> [GIVEN PASSAGE]
What matters most to you when choosing a swimsuit for outdoor swimming?

For me comfort matters more than anything. I’m not a huge fan of wetsuits because they’re the opposite in so many ways! That said, I’m currently filming with a team all over the UK. Having to stand in water for 20-30 minutes at a time to make sure the crew have the best shot means that relented and dug out my favourite surfing wetsuit and a good pair of gloves and silicon cap.

What are your goals for outdoor swimming in the next year or two?

I’m looking forward to completing the film – the director is Ben Cox who has a really clear vision about what he wants to convey from the shoot, especially around the ideas of swimming and anxiety. We’ve got a few more swims to complete next summer and then everything should be ready for the final edit.

What is your favourite post-swim recovery snack/food/tipple?

When I was younger, and definitely pre-fatherhood, the post-swim drill was a quick cup of tea followed by two pints of Guinness and a burger. That was ok, as long as you had the freedom to sleep for five hours after.

> [GIVEN INFORMATION]
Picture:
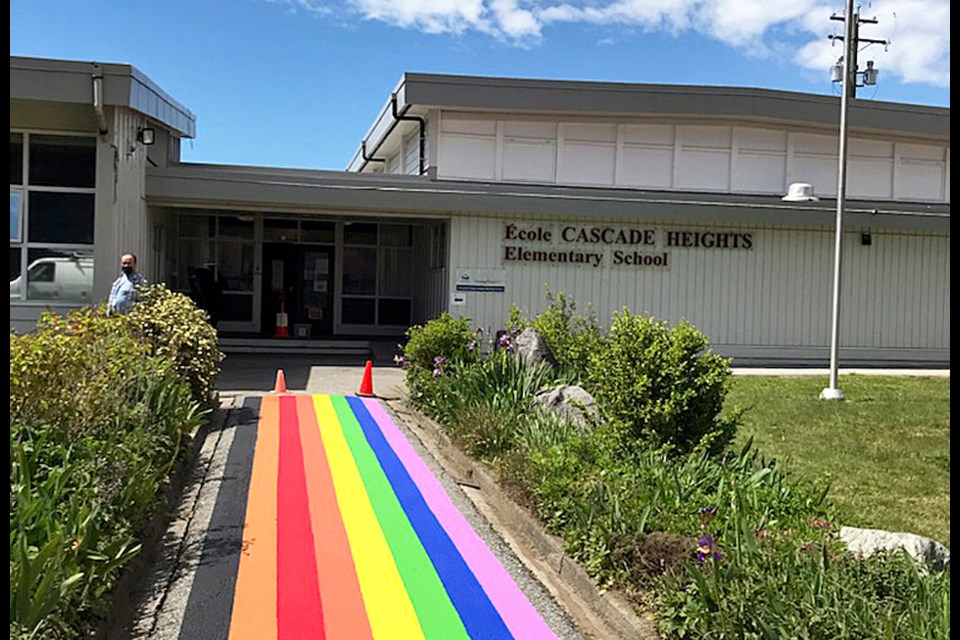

> [EXERCISE DETAILS]
Update the passage on outdoor swimming: begin at the words "What are your", stop after "five hours after.", and put "stout" in place of "Guinness".

> [FULL OUTPUT]
What are your goals for outdoor swimming in the next year or two?

I’m looking forward to completing the film – the director is Ben Cox who has a really clear vision about what he wants to convey from the shoot, especially around the ideas of swimming and anxiety. We’ve got a few more swims to complete next summer and then everything should be ready for the final edit.

What is your favourite post-swim recovery snack/food/tipple?

When I was younger, and definitely pre-fatherhood, the post-swim drill was a quick cup of tea followed by two pints of stout and a burger. That was ok, as long as you had the freedom to sleep for five hours after.